▶ [Problem statement] Can you repeat every row below word for word, leaving the pictures out?

▶ [Material provided]
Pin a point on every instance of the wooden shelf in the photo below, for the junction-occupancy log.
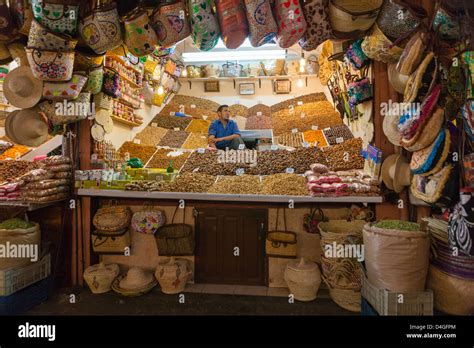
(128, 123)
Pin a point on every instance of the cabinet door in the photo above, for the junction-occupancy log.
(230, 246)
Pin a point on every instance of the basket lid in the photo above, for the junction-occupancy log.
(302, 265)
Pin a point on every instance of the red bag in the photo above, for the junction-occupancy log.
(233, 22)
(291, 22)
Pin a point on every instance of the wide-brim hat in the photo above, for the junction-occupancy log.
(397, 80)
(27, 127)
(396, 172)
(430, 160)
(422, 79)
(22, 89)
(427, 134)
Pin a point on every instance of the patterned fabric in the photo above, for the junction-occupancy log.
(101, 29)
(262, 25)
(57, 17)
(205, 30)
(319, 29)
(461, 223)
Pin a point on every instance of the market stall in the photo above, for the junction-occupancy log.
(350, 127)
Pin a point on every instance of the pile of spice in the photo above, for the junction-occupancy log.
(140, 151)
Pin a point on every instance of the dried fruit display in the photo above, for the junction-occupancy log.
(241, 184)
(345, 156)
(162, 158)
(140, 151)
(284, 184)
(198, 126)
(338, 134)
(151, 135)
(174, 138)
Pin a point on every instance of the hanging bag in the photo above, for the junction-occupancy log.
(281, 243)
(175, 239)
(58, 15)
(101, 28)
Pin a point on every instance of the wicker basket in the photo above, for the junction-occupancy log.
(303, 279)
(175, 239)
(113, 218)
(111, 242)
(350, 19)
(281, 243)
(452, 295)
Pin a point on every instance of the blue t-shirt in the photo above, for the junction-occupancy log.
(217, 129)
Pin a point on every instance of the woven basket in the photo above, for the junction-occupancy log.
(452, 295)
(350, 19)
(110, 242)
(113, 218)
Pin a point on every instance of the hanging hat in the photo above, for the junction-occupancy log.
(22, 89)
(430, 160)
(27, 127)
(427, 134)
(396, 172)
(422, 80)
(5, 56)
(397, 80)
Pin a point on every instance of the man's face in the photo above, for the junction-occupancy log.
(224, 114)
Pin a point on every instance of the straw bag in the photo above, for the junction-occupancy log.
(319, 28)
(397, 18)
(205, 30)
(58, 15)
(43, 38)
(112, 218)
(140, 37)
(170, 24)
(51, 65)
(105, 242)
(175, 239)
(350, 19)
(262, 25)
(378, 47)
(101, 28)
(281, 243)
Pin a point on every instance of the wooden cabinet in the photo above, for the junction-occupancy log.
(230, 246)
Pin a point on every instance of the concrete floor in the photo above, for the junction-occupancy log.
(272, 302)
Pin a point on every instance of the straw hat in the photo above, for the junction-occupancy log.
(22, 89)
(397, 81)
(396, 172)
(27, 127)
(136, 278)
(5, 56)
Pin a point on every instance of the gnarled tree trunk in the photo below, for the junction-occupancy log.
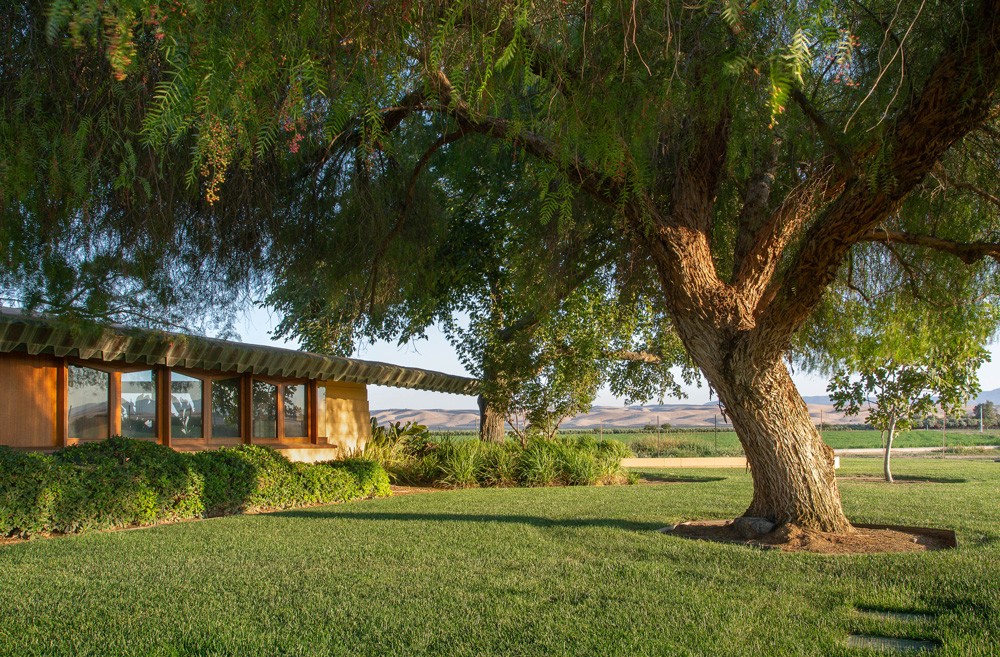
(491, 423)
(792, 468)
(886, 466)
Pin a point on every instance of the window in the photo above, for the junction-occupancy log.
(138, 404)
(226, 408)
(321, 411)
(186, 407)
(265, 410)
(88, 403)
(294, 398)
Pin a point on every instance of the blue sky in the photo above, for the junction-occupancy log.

▶ [Worked solution]
Pin a point on every instance of the wooden shelf in the photo below, for the junction-occupancy log.
(128, 123)
Pin a point on every instance of the cabinet door in the photo above, for the junction-occupancy log.
(230, 246)
Pin a point on every instance of the basket lid in the photo above, for the junction-occupancy log.
(302, 265)
Pin a point on every instance of the red bag in the photo above, for the junction-occupancy log.
(233, 22)
(291, 22)
Pin a point on every instance of the wide-brim hat in the photo above, for the junction-occupancy log.
(397, 80)
(27, 127)
(396, 172)
(430, 160)
(422, 79)
(22, 89)
(427, 134)
Pin a point on every instance of the patterned fabric in the photo above, for the junction-occupancy log.
(101, 29)
(262, 25)
(57, 17)
(205, 30)
(319, 29)
(461, 223)
Pin a point on every instance of the market stall in the photo above, for the junction-occupancy log.
(350, 127)
Pin a point on every instance of the pile of spice in the photo above, for the junction-occupancy log.
(140, 151)
Pin a point on every instance of the dried fruit display in the photo above, for the junction-occupancy log.
(241, 184)
(345, 156)
(162, 158)
(140, 151)
(284, 184)
(198, 126)
(338, 134)
(151, 135)
(174, 138)
Pin a point on every instance of the hanging bag in the photo above, for the junction-occupancy log.
(281, 243)
(175, 239)
(58, 15)
(101, 28)
Pin a point on every instance of the wicker basket in the photo above, for the junction-occupancy log.
(303, 279)
(175, 239)
(113, 218)
(111, 242)
(350, 19)
(281, 243)
(452, 295)
Pin a point on every instance of the blue t-shirt in the photo above, for the junction-occupancy log.
(217, 129)
Pin a point on every instance of the woven basket in the photo above, for the junction-occupancy log.
(452, 295)
(350, 19)
(110, 242)
(113, 218)
Pin a point on every instance of the hanging hat in the photo above, for the junction-occupancy log.
(22, 89)
(430, 160)
(27, 127)
(427, 134)
(396, 172)
(422, 80)
(5, 56)
(397, 80)
Pin a point on every instance of the man's face in the photo above, for the junction-occupancy log.
(224, 114)
Pin a point on every instance of the straw bag in the photo above, for the junction-occupancy log.
(319, 28)
(397, 18)
(205, 30)
(58, 15)
(43, 38)
(112, 218)
(140, 37)
(170, 24)
(51, 65)
(105, 242)
(175, 239)
(350, 19)
(262, 25)
(378, 47)
(101, 28)
(281, 243)
Pin a point on every instance of the wooden cabinet in the photo above, for the junction-occupancy log.
(230, 246)
Pin a point on every instance of the concrete floor in the photo above, for the junction-occupancy log.
(272, 302)
Pin a point on every instance of the straw hat in the photo above, for the junction-occupancy log.
(22, 89)
(397, 81)
(396, 172)
(27, 127)
(136, 278)
(5, 56)
Pin a point on every instance of the gnarled tree trunk in the photo below, for the junction-occupancy log.
(491, 423)
(792, 468)
(886, 466)
Pin a point on every instance of the window in the photo above, for the junction-occupancy log.
(138, 404)
(226, 408)
(321, 411)
(186, 407)
(265, 410)
(88, 403)
(294, 398)
Pin a point on every instance of the blue sky in the photo above, for the junction-occupancy log.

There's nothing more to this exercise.